• ASSIGNMENT:
Read the data that follows. Then repeat it exactly.

[[ SUPPLIED MATERIAL open ]]

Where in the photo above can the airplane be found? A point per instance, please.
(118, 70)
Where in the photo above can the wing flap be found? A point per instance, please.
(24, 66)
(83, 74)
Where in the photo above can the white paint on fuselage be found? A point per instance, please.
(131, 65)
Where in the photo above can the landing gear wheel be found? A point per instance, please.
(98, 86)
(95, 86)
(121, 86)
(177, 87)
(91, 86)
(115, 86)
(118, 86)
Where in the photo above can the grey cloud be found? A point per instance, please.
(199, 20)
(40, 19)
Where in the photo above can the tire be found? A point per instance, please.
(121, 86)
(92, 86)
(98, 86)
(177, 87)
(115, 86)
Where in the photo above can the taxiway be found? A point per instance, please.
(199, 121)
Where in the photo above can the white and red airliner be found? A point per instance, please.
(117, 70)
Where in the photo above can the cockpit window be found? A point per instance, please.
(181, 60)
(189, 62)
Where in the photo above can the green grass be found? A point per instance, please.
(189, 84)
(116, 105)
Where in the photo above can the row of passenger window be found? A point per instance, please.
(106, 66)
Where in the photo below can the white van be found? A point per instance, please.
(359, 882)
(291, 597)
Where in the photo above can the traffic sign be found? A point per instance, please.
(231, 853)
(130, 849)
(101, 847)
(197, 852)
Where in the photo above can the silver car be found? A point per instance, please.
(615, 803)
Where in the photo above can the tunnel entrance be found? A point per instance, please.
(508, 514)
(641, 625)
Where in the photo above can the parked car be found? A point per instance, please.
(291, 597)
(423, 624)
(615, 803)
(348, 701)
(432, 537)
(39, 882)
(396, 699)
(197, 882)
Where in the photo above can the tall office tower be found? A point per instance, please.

[[ SUPPLIED MATERIAL closed ]]

• ANSWER TO THE EXERCISE:
Where in the photo above can the airplane be found? A point per instance, please.
(118, 70)
Where in the photo above can the wing flap be found? A point per instance, please.
(24, 66)
(83, 74)
Where in the photo above can the white paint on fuselage be found? A point per instance, please.
(131, 65)
Where in the photo above can the landing gear wheel be found? A point per instance, please.
(98, 86)
(95, 86)
(121, 86)
(177, 87)
(91, 86)
(115, 86)
(118, 86)
Where in the photo above can the grey cloud be found? A point per instance, please.
(199, 20)
(40, 19)
Where in the photo above can the tire be found? A point per instance, please.
(121, 86)
(92, 86)
(98, 86)
(177, 87)
(115, 86)
Where in the photo above can the taxiway be found? A point per instance, please.
(199, 121)
Where in the photo above can the white and red airliner be found? A point per instance, please.
(117, 70)
Where in the photo above can the cockpit window be found? A point per instance, please.
(181, 60)
(189, 62)
Where in the photo above can the green grass be found? A point per instance, please.
(189, 84)
(116, 105)
Where in the photo above can the row of passenger window be found? A point per instance, please.
(106, 66)
Where in the photo below can the white van be found? A point per instance, please.
(359, 882)
(291, 597)
Where in the photo above can the traffic sign be found? A point per instance, please.
(231, 853)
(130, 849)
(101, 847)
(197, 852)
Where in the photo above can the silver car be found? A point per instance, please.
(615, 803)
Where in the photo above can the tunnel entrance be found? A point per instance, please.
(508, 514)
(641, 625)
Where in the photo above can the parked car be found? A point per instance, please.
(291, 597)
(423, 624)
(615, 803)
(348, 701)
(432, 537)
(39, 882)
(396, 699)
(197, 882)
Where in the photo above can the tall office tower be found? A point per instance, please.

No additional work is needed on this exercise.